begin

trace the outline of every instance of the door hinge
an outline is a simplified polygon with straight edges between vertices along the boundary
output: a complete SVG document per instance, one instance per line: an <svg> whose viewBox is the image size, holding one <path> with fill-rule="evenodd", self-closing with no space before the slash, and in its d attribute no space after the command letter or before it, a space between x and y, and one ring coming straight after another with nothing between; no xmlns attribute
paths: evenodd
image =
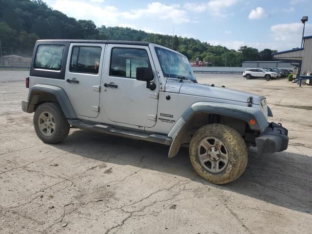
<svg viewBox="0 0 312 234"><path fill-rule="evenodd" d="M92 86L92 89L95 91L99 92L101 91L101 87L98 85L93 85L93 86Z"/></svg>
<svg viewBox="0 0 312 234"><path fill-rule="evenodd" d="M152 98L158 99L158 93L150 93L150 95L149 96L150 98Z"/></svg>
<svg viewBox="0 0 312 234"><path fill-rule="evenodd" d="M98 106L91 106L91 109L93 111L95 111L96 112L99 112L99 107Z"/></svg>
<svg viewBox="0 0 312 234"><path fill-rule="evenodd" d="M156 121L156 115L148 115L147 119L150 120Z"/></svg>

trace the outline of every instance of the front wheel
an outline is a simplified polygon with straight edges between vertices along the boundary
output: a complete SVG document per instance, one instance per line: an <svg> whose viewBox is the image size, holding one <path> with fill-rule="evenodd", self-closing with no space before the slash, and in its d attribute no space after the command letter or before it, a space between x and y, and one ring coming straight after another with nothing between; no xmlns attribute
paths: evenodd
<svg viewBox="0 0 312 234"><path fill-rule="evenodd" d="M34 115L34 127L42 141L56 144L64 140L70 125L58 103L46 102L37 107Z"/></svg>
<svg viewBox="0 0 312 234"><path fill-rule="evenodd" d="M189 151L197 174L214 184L235 180L247 165L244 139L236 130L223 124L209 124L199 128L191 140Z"/></svg>

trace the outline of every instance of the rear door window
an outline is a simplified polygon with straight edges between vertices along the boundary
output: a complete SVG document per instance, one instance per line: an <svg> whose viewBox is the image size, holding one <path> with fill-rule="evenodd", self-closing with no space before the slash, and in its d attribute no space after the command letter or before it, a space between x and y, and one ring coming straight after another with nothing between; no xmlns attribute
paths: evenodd
<svg viewBox="0 0 312 234"><path fill-rule="evenodd" d="M63 45L39 45L36 54L34 67L35 68L60 71L64 48Z"/></svg>
<svg viewBox="0 0 312 234"><path fill-rule="evenodd" d="M98 74L101 47L74 46L69 71L78 73Z"/></svg>

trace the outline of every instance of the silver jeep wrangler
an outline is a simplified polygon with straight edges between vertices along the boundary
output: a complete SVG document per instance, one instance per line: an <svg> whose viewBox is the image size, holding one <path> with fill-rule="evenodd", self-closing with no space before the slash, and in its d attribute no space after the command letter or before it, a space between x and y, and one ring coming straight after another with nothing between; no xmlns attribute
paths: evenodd
<svg viewBox="0 0 312 234"><path fill-rule="evenodd" d="M244 172L247 148L282 151L288 131L268 122L264 97L197 83L187 58L146 42L37 41L26 78L34 126L43 141L64 140L71 126L189 148L194 169L215 184Z"/></svg>

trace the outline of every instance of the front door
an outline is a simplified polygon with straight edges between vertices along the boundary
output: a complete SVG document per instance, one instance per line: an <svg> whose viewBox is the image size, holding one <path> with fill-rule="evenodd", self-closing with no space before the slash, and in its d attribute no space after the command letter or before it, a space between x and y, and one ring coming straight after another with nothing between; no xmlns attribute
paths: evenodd
<svg viewBox="0 0 312 234"><path fill-rule="evenodd" d="M101 103L110 120L151 127L156 123L159 84L148 46L108 44ZM156 89L136 79L137 67L153 69Z"/></svg>
<svg viewBox="0 0 312 234"><path fill-rule="evenodd" d="M66 94L77 115L98 115L105 44L72 43L65 75Z"/></svg>

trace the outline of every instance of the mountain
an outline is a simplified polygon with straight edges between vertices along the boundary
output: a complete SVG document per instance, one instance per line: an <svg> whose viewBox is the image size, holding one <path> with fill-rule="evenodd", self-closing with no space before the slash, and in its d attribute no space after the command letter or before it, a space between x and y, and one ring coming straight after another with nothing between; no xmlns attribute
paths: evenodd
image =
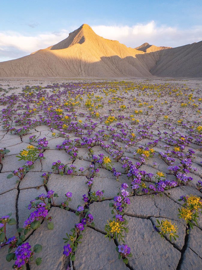
<svg viewBox="0 0 202 270"><path fill-rule="evenodd" d="M145 43L143 43L140 46L137 47L135 49L139 51L144 52L156 52L157 51L160 51L161 50L170 49L171 48L171 47L157 47L155 45L150 45L149 43L146 42Z"/></svg>
<svg viewBox="0 0 202 270"><path fill-rule="evenodd" d="M57 44L0 62L0 77L202 76L202 51L200 42L173 48L148 43L128 47L85 24Z"/></svg>

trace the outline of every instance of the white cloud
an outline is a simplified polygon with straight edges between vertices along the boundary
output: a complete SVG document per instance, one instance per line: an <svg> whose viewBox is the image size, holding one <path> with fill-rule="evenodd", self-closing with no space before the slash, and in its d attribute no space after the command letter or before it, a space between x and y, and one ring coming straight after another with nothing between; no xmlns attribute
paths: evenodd
<svg viewBox="0 0 202 270"><path fill-rule="evenodd" d="M101 25L92 28L103 38L118 40L133 48L146 42L157 46L177 47L202 40L201 26L181 30L166 26L159 26L152 21L131 27Z"/></svg>
<svg viewBox="0 0 202 270"><path fill-rule="evenodd" d="M92 28L103 38L118 40L133 48L146 42L157 46L177 47L202 40L201 26L182 30L166 26L158 26L152 21L132 26L100 25ZM71 27L70 30L74 29ZM29 36L13 31L0 32L0 61L22 57L55 44L67 37L70 32L62 29Z"/></svg>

end

— What you will do —
Skipping the pictures, transcribe each line above exactly as it appears.

— Task solution —
trace the outline of every instance of the door hinge
an outline is a simplified polygon with straight edges between vertices along the boundary
output: a complete SVG document per instance, one instance per line: an <svg> whose viewBox is the image size, holding one <path> with fill-rule="evenodd", self-closing with no space before the slash, and in its d attribute no space after the command letter or before it, a space between x and y, and one ring coming straight after another with nothing between; no xmlns attribute
paths: evenodd
image =
<svg viewBox="0 0 312 234"><path fill-rule="evenodd" d="M92 86L92 89L95 91L99 92L101 91L101 87L98 85L93 85L93 86Z"/></svg>
<svg viewBox="0 0 312 234"><path fill-rule="evenodd" d="M152 98L158 99L158 93L150 93L150 95L149 96L150 98Z"/></svg>
<svg viewBox="0 0 312 234"><path fill-rule="evenodd" d="M98 106L91 106L91 109L93 111L95 111L96 112L99 112L99 107Z"/></svg>
<svg viewBox="0 0 312 234"><path fill-rule="evenodd" d="M156 121L156 115L148 115L147 119L150 120Z"/></svg>

trace the outline of every instance of the front wheel
an outline is a simplified polygon with straight edges between vertices along the boundary
output: a complete SVG document per instance, one instance per line: an <svg> whose viewBox is the image size, holding one <path> with fill-rule="evenodd", self-closing with no space before the slash, and in its d attribute no space after the command letter or before it, a space between x and y, and one ring coming straight after another with nothing between; no xmlns attribute
paths: evenodd
<svg viewBox="0 0 312 234"><path fill-rule="evenodd" d="M34 115L34 127L42 141L56 144L64 140L70 125L58 103L46 102L37 107Z"/></svg>
<svg viewBox="0 0 312 234"><path fill-rule="evenodd" d="M189 151L197 174L214 184L235 180L247 165L244 139L236 130L223 124L209 124L199 128L191 140Z"/></svg>

trace the outline of every instance of the rear door window
an outline is a simplified polygon with straight edges between vertices along the boundary
output: a complete SVG document per instance, one instance per line: an <svg> whose viewBox is the image size, holding one <path> with fill-rule="evenodd", self-closing with no space before the slash, and in its d attribute no space after the command letter or before it, a space between x and y, and one ring coming straight after another with nothing between; no xmlns attribute
paths: evenodd
<svg viewBox="0 0 312 234"><path fill-rule="evenodd" d="M63 45L39 45L36 54L34 67L35 68L60 71L64 48Z"/></svg>
<svg viewBox="0 0 312 234"><path fill-rule="evenodd" d="M98 74L101 47L74 46L69 71L78 73Z"/></svg>

trace the outline of every instance of the silver jeep wrangler
an outline is a simplified polygon with straight edges between vertices along the boundary
output: a complete SVG document per instance, one instance per line: an <svg> whose viewBox is the image size, holding one <path> with fill-rule="evenodd", self-closing with no space before the slash, and in its d attribute no space after the command letter or before it, a space between x and y, and one ring coming straight after another with nothing between; no xmlns attribute
paths: evenodd
<svg viewBox="0 0 312 234"><path fill-rule="evenodd" d="M244 172L247 148L282 151L288 131L268 122L264 97L197 83L187 58L146 42L37 41L26 78L34 126L43 141L64 140L71 126L189 148L194 169L215 184Z"/></svg>

trace the outline of every instance of the front door
an outline is a simplified polygon with straight edges between vertices along the boundary
output: a complete SVG document per instance, one instance per line: an <svg> whose viewBox is the image size, holding one <path> with fill-rule="evenodd", self-closing with no space before the slash, and in its d attribute no space after the command letter or before it, a space between x and y, and one ring coming straight after another with nothing between; no xmlns attribute
paths: evenodd
<svg viewBox="0 0 312 234"><path fill-rule="evenodd" d="M101 103L110 120L151 127L156 123L159 84L148 46L108 44ZM156 89L136 79L137 67L153 69Z"/></svg>
<svg viewBox="0 0 312 234"><path fill-rule="evenodd" d="M66 94L77 115L98 115L105 44L72 43L65 75Z"/></svg>

trace the outline of every instance of the mountain
an outline is a simplified polygon with straight edges between vertices along the boundary
output: a complete SVG document per instance, one instance per line: an <svg> whose viewBox is the image size, holding one <path> with fill-rule="evenodd", self-closing with no space before the slash, and in its d attribute no space after the command letter or before it, a space between x and y, and one ring coming straight after another with nothing between; no xmlns attribute
paths: evenodd
image =
<svg viewBox="0 0 202 270"><path fill-rule="evenodd" d="M145 43L143 43L140 46L137 47L135 49L139 51L144 52L156 52L157 51L160 51L161 50L170 49L171 48L171 47L157 47L155 45L150 45L149 43L146 42Z"/></svg>
<svg viewBox="0 0 202 270"><path fill-rule="evenodd" d="M57 44L0 62L0 77L202 76L202 51L200 42L173 48L148 43L128 47L85 24Z"/></svg>

trace the outline of every instance of the white cloud
an outline is a simplified polygon with straight edges between vertices along the boundary
output: a complete SVG document per instance, one instance per line: an <svg> whose viewBox is the image size, holding one <path> with fill-rule="evenodd", self-closing with no space before the slash, and in its d attribute no space after the command letter or before it, a space between x and y, and one ring coming straight after another with nothing between; no xmlns attribute
paths: evenodd
<svg viewBox="0 0 202 270"><path fill-rule="evenodd" d="M101 25L92 28L103 38L118 40L133 48L146 42L157 46L177 47L202 40L201 26L181 30L166 26L159 26L152 21L131 27Z"/></svg>
<svg viewBox="0 0 202 270"><path fill-rule="evenodd" d="M92 28L103 38L118 40L133 48L146 42L157 46L177 47L202 40L201 26L182 30L166 26L158 26L152 21L132 26L100 25ZM71 27L70 30L74 29ZM29 36L13 31L0 32L0 61L22 57L55 44L67 37L70 32L62 29Z"/></svg>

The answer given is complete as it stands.